_TEXT_

*** Block opens ***

Hemifusomes are intracellular organelles first described in 2025 by researchers at the National Institutes of Health and the University of Virginia School of Medicine. Discovered using in situ cryo-electron tomography, hemifusomes are heterotypic vesicular complexes consisting of a smaller translucent vesicle and a larger granular vesicle connected by an extended hemifusion diaphragm (HD)—a shared bilayer structure that is remarkably stable and large (~0.9 nm diameter). These organelles account for up to 10% of vesicular structures at the cell periphery and are consistently associated with a 42-nanometer proteolipid nanodroplet (PND) embedded at the rim of the hemifusion diaphragm.

Hemifusomes exist in two primary conformations: direct hemifusomes, where the smaller vesicle is hemifused to the cytoplasmic side of the larger vesicle, and flipped hemifusomes, where the smaller vesicle is internal and hemifused to the luminal side. They frequently contain intraluminal vesicles but do not participate in conventional endocytic pathways, as demonstrated by gold nanoparticle uptake experiments.

These organelles are proposed to act as platforms for de novo vesiculogenesis via an ESCRT-independent mechanism (Endosomal Sorting Complexes Required for Transport -independent mechanism) for multivesicular body formation. The PND is hypothesized to serve as a hub for membrane assembly, initiating the formation of new vesicles within the hemifusome complex. Their unique membrane topology, with the hemifusion diaphragm formed by two exoplasmic leaflets, may facilitate protein and lipid sorting. The overall structure of a hemifusome has been likened to a snowman wearing a scarf.

*** Block closes ***

Stored data entries:
*** Block opens ***

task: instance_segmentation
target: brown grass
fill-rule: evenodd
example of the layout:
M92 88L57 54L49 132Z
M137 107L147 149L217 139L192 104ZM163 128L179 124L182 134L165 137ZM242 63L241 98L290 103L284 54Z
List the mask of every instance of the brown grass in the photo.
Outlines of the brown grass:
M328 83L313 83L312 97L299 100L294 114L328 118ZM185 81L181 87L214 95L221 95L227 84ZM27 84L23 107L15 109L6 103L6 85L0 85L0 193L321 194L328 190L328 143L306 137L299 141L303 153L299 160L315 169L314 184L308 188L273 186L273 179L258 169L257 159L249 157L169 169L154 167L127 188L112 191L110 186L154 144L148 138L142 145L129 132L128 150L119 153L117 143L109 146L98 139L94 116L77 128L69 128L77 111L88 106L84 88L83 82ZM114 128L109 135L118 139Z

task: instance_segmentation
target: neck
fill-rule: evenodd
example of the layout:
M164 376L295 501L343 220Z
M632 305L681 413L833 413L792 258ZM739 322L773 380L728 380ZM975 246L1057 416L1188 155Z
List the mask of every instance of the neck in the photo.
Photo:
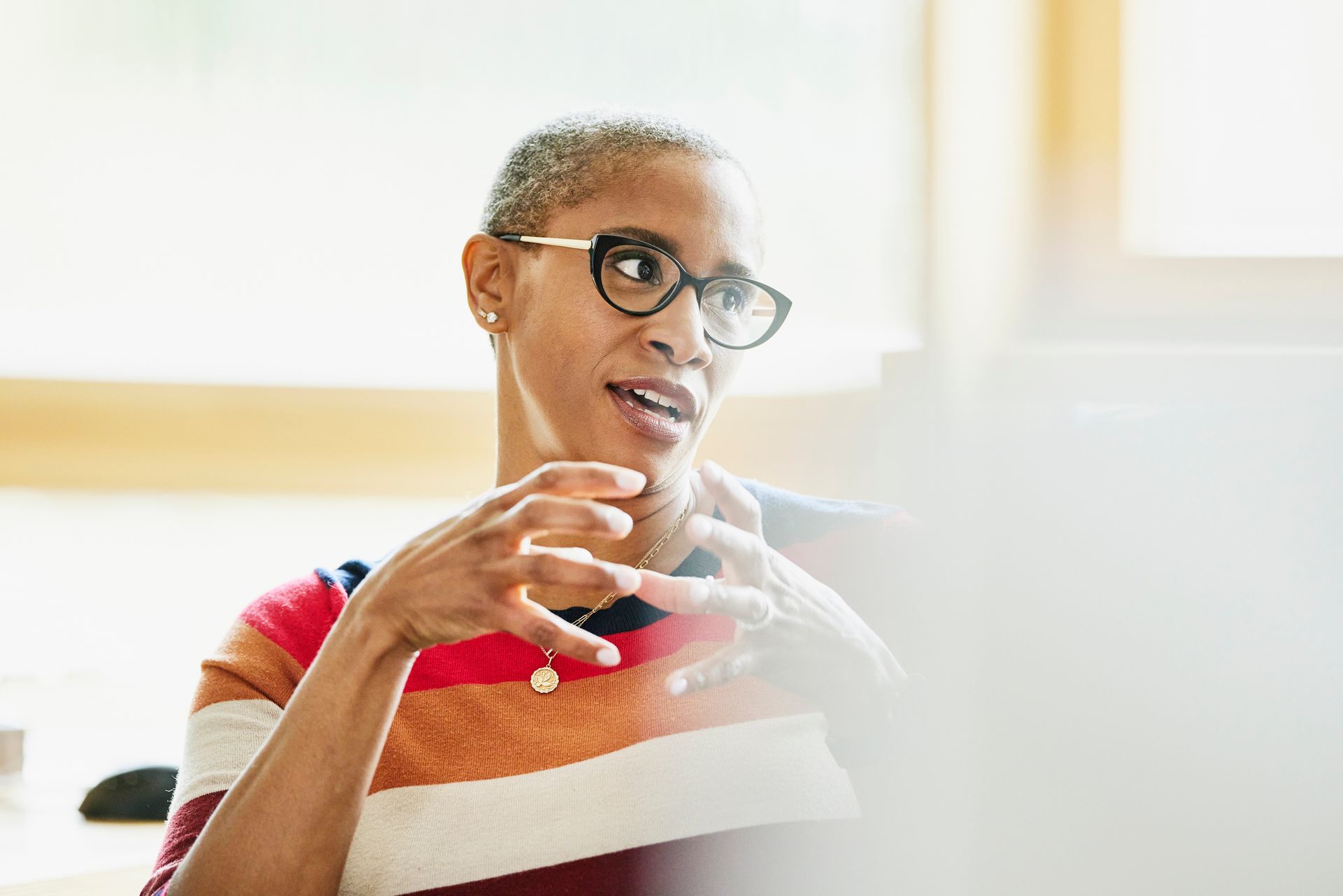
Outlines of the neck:
M498 485L516 482L501 474ZM654 492L645 492L630 498L602 498L603 504L619 508L630 514L634 527L623 539L599 539L583 535L557 532L532 539L532 544L543 547L587 548L598 560L623 563L637 567L643 555L666 535L681 512L690 506L681 525L672 533L645 568L655 572L672 572L690 555L694 543L685 535L685 524L692 513L713 513L713 497L700 480L698 470L686 469L680 476L666 481ZM693 502L693 505L692 505ZM596 606L604 594L565 587L528 587L526 596L544 607L563 610L567 607Z

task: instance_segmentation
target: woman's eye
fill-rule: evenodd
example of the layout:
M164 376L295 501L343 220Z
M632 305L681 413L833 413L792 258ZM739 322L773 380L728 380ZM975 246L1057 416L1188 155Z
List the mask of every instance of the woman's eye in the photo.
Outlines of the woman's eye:
M729 314L741 314L747 309L747 294L737 285L721 286L713 297L720 310Z
M661 283L662 271L658 263L646 255L630 255L615 262L615 269L641 283Z

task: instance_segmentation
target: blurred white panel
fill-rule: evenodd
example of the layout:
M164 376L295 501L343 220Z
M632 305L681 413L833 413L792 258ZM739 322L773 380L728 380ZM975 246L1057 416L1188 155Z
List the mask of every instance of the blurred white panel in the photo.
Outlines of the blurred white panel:
M917 23L885 0L7 3L0 376L493 388L459 266L489 183L547 118L622 105L705 128L760 189L763 278L795 306L739 391L876 386L916 341Z
M1343 255L1343 4L1123 7L1128 247Z

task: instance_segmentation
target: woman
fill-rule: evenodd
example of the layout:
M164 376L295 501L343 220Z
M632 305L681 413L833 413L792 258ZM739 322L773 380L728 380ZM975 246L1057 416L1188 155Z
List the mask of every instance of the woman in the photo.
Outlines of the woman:
M907 676L837 587L912 517L690 467L787 317L760 261L740 165L676 121L513 148L462 253L497 485L243 611L145 893L747 892L770 834L861 814L835 759Z

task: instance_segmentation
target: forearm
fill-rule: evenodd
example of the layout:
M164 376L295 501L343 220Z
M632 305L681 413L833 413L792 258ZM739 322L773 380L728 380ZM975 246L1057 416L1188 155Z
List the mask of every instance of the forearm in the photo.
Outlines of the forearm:
M334 893L412 662L346 607L177 869L172 896Z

*** Block closes ***

_ACTIVITY LIST_
• A. List every abbreviation that the hemifusome text defines, together with its expansion.
• B. Copy the hemifusome text word for word from "Hemifusomes exist in" to "nanoparticle uptake experiments.".

_ANSWERS TO THE EXERCISE_
• A.
- HD: hemifusion diaphragm
- PND: proteolipid nanodroplet
- ESCRT: Endosomal Sorting Complexes Required for Transport

• B.
Hemifusomes exist in two primary conformations: direct hemifusomes, where the smaller vesicle is hemifused to the cytoplasmic side of the larger vesicle, and flipped hemifusomes, where the smaller vesicle is internal and hemifused to the luminal side. They frequently contain intraluminal vesicles but do not participate in conventional endocytic pathways, as demonstrated by gold nanoparticle uptake experiments.